begin

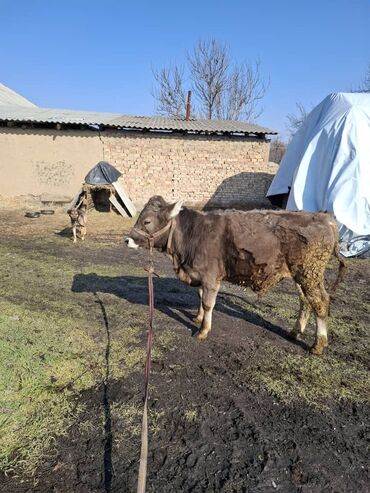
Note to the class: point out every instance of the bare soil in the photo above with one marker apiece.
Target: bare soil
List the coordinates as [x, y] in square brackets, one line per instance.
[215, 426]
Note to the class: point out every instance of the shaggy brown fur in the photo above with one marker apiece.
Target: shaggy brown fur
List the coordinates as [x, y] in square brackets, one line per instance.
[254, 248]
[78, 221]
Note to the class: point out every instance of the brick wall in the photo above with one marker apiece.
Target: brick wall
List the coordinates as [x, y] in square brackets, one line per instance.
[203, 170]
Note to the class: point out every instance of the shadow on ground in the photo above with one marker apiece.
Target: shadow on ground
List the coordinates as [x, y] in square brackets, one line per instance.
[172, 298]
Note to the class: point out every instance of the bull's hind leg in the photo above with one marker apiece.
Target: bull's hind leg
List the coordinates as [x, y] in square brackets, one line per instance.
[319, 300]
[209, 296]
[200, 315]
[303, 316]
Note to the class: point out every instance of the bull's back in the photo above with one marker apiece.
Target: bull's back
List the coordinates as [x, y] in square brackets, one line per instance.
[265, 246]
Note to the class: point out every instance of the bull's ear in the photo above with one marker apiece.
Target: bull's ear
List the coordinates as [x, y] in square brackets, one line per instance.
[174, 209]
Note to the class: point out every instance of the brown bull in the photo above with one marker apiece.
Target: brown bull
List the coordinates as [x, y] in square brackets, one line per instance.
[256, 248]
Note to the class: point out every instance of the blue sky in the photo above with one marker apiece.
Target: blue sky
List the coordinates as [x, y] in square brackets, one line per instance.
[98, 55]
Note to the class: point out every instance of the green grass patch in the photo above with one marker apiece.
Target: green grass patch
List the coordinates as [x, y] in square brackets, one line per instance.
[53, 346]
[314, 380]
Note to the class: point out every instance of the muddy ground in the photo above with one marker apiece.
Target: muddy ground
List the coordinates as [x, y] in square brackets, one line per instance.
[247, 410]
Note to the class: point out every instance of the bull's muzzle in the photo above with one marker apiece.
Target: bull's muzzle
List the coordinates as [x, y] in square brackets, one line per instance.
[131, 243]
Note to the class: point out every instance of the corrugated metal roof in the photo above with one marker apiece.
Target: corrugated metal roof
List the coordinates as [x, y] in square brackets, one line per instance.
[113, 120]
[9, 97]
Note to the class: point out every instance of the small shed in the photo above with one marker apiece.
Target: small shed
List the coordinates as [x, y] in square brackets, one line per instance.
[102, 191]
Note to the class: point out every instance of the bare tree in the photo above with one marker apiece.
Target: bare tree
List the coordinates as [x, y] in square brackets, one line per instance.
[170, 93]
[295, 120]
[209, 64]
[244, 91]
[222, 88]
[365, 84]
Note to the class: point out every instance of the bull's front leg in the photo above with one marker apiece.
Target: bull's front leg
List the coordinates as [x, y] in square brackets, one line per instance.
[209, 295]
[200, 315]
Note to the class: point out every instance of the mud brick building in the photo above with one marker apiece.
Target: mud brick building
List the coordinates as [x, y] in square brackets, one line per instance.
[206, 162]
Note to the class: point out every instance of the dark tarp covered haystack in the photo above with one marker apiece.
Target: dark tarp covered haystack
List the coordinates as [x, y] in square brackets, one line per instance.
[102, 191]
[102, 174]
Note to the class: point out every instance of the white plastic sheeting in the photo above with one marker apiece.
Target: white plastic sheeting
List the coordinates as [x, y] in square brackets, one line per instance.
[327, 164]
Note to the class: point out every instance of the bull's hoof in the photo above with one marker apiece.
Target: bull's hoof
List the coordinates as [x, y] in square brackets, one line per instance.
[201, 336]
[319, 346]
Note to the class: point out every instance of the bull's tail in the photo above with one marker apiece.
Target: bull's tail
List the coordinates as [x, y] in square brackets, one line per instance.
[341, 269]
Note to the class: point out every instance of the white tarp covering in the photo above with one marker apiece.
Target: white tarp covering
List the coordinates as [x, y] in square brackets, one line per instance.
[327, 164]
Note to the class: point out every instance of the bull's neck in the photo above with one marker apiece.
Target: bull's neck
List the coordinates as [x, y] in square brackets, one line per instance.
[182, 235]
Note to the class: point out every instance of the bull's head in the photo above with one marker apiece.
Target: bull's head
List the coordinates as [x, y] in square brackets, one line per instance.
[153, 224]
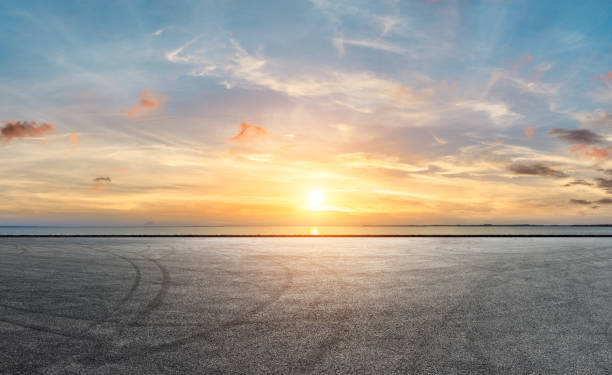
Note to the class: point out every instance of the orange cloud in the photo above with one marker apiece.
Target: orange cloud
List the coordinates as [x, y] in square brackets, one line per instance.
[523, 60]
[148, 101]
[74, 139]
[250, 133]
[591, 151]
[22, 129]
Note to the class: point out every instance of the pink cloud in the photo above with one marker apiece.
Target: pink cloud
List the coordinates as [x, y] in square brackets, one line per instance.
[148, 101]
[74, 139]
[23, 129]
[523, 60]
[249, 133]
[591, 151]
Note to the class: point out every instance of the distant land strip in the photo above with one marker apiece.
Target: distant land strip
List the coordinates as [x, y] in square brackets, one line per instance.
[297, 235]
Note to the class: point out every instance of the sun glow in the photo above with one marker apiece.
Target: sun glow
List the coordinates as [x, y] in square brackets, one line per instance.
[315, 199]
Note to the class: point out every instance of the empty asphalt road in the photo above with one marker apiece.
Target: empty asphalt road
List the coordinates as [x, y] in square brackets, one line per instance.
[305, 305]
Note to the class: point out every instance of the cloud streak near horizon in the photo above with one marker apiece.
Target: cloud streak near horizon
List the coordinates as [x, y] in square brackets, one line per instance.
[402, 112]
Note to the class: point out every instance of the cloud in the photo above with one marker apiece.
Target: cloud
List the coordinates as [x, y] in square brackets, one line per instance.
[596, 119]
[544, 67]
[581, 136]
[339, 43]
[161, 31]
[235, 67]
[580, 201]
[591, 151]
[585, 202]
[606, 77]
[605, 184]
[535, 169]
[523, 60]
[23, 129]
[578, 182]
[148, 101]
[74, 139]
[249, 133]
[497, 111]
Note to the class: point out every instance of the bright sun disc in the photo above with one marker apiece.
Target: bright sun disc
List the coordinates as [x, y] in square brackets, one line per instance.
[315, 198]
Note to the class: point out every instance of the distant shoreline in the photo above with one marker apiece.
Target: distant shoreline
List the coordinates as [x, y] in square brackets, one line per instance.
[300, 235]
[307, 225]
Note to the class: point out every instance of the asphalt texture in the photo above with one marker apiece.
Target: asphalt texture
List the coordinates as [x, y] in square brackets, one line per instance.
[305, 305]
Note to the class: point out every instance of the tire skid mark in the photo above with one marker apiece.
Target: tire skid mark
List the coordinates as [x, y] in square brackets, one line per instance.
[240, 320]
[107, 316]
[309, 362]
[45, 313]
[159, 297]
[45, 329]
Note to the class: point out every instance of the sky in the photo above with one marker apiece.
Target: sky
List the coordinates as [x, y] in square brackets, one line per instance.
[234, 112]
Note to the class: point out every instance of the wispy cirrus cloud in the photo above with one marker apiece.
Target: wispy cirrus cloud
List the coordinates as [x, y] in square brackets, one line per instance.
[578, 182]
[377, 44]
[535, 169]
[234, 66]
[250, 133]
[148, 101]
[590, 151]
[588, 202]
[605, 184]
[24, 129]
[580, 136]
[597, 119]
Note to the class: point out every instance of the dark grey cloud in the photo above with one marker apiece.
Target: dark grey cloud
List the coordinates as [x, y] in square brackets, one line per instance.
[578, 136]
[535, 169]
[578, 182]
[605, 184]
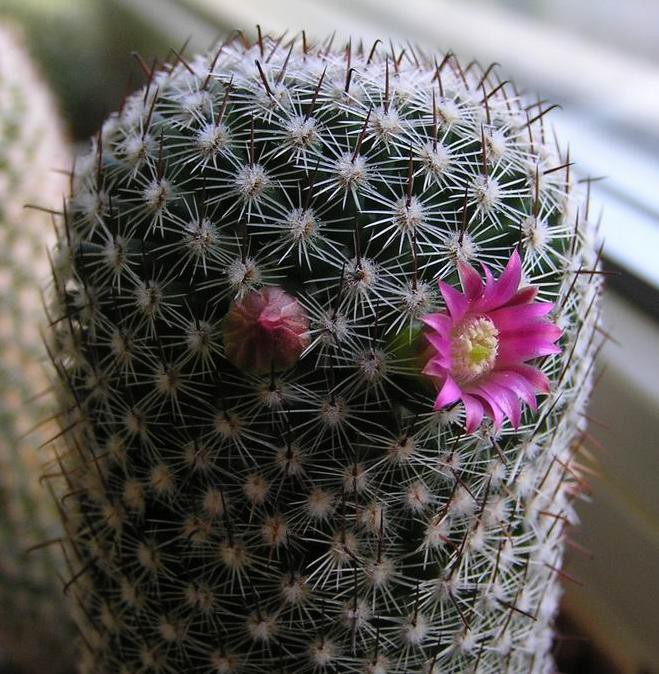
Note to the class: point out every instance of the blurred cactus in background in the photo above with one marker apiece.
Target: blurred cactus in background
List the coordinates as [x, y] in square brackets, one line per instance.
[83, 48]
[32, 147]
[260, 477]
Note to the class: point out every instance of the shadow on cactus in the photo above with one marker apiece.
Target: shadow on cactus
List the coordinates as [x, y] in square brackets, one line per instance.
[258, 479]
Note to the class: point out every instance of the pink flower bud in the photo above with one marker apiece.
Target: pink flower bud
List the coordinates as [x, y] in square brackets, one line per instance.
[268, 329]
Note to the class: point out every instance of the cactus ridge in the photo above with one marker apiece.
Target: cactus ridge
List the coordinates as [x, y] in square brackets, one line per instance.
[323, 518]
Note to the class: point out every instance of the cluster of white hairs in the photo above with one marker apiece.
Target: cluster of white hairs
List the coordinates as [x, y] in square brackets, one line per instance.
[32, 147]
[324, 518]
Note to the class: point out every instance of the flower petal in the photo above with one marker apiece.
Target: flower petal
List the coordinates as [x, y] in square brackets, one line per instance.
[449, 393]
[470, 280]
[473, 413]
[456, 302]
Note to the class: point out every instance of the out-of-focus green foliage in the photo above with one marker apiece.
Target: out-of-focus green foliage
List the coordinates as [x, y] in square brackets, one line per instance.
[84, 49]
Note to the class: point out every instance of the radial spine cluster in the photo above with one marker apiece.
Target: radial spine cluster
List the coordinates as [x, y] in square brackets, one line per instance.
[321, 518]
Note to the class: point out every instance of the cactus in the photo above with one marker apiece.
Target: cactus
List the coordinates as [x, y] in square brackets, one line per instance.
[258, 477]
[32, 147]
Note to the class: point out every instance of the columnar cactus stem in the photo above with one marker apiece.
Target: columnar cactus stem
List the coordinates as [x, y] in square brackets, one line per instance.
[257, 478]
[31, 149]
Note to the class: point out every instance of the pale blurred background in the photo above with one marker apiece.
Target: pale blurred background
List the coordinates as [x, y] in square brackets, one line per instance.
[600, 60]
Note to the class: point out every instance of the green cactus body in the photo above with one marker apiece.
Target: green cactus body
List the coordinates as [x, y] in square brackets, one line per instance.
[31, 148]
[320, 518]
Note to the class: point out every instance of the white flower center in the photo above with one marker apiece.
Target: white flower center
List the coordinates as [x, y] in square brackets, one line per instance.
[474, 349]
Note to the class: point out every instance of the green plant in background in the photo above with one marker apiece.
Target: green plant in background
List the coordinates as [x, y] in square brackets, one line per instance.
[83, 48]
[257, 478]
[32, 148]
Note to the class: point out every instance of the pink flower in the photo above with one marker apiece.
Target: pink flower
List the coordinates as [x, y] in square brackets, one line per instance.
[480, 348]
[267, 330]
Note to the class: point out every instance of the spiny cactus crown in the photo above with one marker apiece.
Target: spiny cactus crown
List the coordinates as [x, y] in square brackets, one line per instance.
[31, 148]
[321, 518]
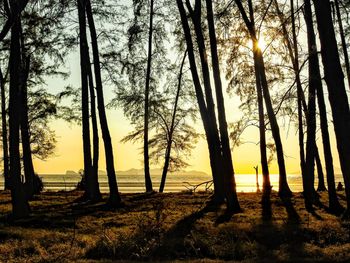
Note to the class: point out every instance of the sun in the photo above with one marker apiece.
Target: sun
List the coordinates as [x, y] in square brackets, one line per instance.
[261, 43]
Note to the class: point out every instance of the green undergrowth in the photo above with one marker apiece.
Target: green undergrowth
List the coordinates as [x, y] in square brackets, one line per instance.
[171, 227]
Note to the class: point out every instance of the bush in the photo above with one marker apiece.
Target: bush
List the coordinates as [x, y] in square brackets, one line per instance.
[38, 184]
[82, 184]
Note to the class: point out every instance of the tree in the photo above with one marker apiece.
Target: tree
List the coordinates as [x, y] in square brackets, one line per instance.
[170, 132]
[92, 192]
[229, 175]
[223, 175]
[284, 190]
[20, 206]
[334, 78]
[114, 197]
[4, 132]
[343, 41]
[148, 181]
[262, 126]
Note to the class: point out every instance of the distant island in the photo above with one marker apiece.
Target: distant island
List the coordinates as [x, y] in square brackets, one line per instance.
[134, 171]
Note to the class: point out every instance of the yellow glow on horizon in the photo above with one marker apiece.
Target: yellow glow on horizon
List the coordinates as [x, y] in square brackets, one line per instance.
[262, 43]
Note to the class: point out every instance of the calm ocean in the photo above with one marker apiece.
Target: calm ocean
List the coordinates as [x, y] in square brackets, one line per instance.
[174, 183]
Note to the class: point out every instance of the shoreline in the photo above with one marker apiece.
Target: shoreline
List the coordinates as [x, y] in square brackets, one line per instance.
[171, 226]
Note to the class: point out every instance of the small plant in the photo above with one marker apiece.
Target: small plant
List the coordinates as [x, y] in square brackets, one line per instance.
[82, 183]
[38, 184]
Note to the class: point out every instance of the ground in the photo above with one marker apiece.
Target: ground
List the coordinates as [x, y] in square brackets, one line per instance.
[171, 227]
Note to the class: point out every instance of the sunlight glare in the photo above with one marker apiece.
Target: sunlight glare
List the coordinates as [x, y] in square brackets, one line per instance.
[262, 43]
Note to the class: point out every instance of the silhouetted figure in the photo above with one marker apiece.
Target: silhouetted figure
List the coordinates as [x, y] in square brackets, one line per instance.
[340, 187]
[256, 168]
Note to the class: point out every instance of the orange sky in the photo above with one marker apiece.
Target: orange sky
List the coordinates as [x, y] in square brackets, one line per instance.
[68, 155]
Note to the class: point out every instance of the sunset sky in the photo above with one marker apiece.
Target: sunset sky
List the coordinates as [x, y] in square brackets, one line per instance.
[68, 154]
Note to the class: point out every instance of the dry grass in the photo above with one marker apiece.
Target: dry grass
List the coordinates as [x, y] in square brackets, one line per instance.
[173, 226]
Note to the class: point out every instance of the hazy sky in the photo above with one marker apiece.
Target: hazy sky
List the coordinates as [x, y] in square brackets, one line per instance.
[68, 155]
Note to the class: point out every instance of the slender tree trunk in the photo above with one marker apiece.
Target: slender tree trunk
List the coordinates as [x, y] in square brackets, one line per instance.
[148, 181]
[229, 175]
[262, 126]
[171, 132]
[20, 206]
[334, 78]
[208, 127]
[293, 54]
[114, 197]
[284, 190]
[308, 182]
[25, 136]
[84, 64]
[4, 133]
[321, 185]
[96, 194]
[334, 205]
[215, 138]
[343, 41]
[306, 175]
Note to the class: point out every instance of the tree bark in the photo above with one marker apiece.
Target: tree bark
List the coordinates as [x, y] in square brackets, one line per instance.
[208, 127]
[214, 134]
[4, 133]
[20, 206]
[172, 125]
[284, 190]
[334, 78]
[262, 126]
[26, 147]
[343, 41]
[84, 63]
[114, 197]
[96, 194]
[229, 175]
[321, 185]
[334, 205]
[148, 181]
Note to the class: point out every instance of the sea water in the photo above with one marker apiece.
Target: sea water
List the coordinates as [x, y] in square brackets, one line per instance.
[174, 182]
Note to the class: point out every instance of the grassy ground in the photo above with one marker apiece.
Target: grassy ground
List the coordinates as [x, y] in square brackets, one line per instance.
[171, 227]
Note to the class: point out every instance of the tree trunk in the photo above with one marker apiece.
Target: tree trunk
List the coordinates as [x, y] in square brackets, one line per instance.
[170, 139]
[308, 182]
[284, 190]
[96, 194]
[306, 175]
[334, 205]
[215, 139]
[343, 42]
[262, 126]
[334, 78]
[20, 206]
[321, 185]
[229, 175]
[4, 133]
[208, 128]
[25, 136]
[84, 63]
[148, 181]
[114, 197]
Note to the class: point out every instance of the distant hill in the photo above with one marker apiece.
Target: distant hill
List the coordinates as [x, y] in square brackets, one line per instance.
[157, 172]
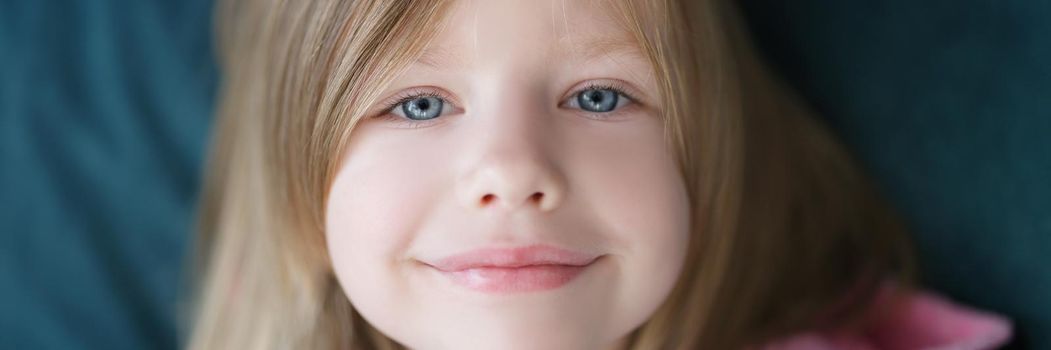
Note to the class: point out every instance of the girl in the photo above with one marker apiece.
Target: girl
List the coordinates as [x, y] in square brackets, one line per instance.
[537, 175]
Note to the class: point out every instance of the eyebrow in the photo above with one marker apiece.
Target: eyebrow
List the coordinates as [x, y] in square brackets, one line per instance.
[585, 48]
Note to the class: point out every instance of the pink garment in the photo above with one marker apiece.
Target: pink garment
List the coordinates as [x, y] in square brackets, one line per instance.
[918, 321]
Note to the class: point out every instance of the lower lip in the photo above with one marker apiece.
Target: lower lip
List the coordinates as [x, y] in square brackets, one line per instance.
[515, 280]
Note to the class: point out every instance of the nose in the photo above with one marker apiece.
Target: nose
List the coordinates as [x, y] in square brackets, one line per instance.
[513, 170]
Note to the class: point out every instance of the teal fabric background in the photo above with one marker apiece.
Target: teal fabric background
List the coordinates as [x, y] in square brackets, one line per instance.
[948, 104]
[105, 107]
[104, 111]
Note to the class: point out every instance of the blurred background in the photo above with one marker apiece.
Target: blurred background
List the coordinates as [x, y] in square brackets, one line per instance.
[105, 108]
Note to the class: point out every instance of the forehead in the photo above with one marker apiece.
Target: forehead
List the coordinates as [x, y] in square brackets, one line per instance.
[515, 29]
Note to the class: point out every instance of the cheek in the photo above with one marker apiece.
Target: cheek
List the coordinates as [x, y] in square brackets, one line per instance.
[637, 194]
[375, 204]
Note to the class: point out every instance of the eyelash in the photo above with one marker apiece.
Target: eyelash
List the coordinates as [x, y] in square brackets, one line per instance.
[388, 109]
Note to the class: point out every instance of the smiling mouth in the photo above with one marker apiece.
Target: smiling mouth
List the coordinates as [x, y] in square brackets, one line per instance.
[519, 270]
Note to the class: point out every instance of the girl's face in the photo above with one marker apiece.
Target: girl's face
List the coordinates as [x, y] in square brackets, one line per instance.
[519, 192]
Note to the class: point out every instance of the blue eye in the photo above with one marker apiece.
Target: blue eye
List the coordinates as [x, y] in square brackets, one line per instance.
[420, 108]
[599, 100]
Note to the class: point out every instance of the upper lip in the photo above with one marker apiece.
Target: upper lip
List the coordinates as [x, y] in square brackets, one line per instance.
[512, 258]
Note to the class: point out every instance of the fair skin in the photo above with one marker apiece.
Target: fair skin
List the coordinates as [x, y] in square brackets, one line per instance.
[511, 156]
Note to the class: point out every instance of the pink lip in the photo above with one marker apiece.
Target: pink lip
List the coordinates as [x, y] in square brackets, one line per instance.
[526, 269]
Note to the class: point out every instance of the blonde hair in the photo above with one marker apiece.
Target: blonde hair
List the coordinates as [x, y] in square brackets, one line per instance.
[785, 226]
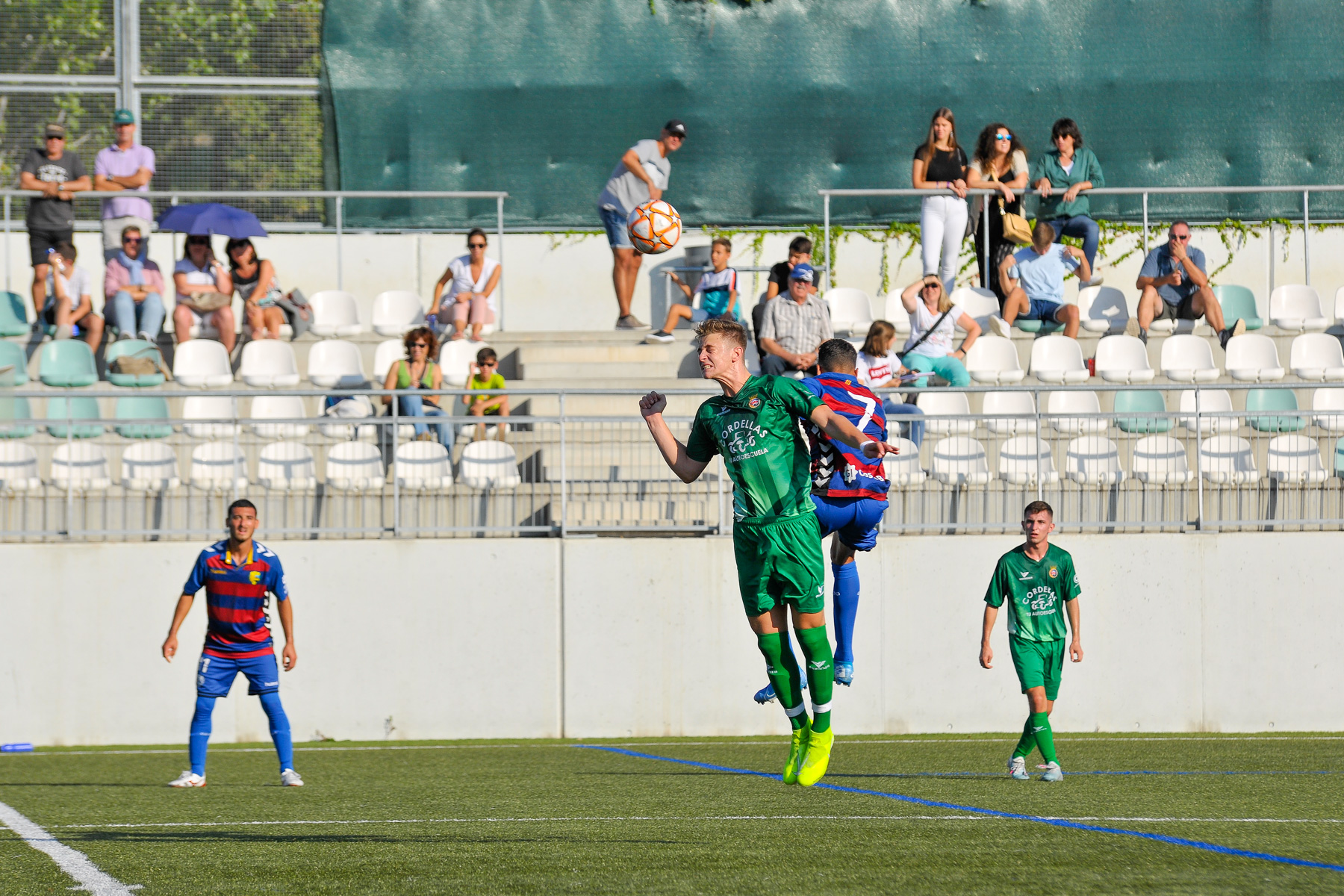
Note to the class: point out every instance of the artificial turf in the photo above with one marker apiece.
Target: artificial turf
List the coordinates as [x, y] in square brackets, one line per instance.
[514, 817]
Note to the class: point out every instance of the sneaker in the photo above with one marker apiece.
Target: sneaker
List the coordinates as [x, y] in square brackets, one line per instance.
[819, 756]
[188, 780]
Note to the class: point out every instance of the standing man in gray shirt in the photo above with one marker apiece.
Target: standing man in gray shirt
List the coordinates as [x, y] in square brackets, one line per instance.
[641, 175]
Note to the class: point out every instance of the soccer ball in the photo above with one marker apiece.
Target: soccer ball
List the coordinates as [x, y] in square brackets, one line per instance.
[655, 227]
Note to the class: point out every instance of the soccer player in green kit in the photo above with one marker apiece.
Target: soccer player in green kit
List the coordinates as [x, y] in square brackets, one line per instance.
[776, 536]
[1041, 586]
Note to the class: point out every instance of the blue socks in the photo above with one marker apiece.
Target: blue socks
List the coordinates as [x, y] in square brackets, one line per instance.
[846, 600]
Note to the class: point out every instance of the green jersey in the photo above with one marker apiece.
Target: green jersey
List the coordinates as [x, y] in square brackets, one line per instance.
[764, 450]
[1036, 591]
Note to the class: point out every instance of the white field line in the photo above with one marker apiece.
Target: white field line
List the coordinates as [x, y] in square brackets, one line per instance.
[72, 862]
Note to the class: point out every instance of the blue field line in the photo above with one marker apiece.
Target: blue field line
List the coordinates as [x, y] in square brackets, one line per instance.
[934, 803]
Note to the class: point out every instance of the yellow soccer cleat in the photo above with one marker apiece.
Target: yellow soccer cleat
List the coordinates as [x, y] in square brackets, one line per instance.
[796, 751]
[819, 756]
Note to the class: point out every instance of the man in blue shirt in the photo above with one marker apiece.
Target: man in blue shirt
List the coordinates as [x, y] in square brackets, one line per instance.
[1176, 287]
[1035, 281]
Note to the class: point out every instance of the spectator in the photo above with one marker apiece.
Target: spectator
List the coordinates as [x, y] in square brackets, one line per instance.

end

▶ _STATED TASK_: Make an exact copy of every line from the one with "the yellow soccer" to the end of the data, with the first and last of those lines included.

▶ _WRITTEN ANSWER_:
Note to the class: point out every instance of the yellow soccer cleat in the photo above with one marker apiece.
Target: yellow soccer cleat
List the coordinates as [x, y] in square brackets, one line per instance.
[796, 751]
[819, 756]
Note to the class: point out every instance of the man in blue shirt in the photo above with one marker apiece.
Target: man in blue shirt
List the coordinates as [x, y] in square brackets, one line per instance.
[1176, 287]
[1035, 281]
Note to the class: point out every instance of the spectator in the photo above with one marker apiece.
Target: spectator
List the coordinates as [x, y] in square brackets, one line per instance.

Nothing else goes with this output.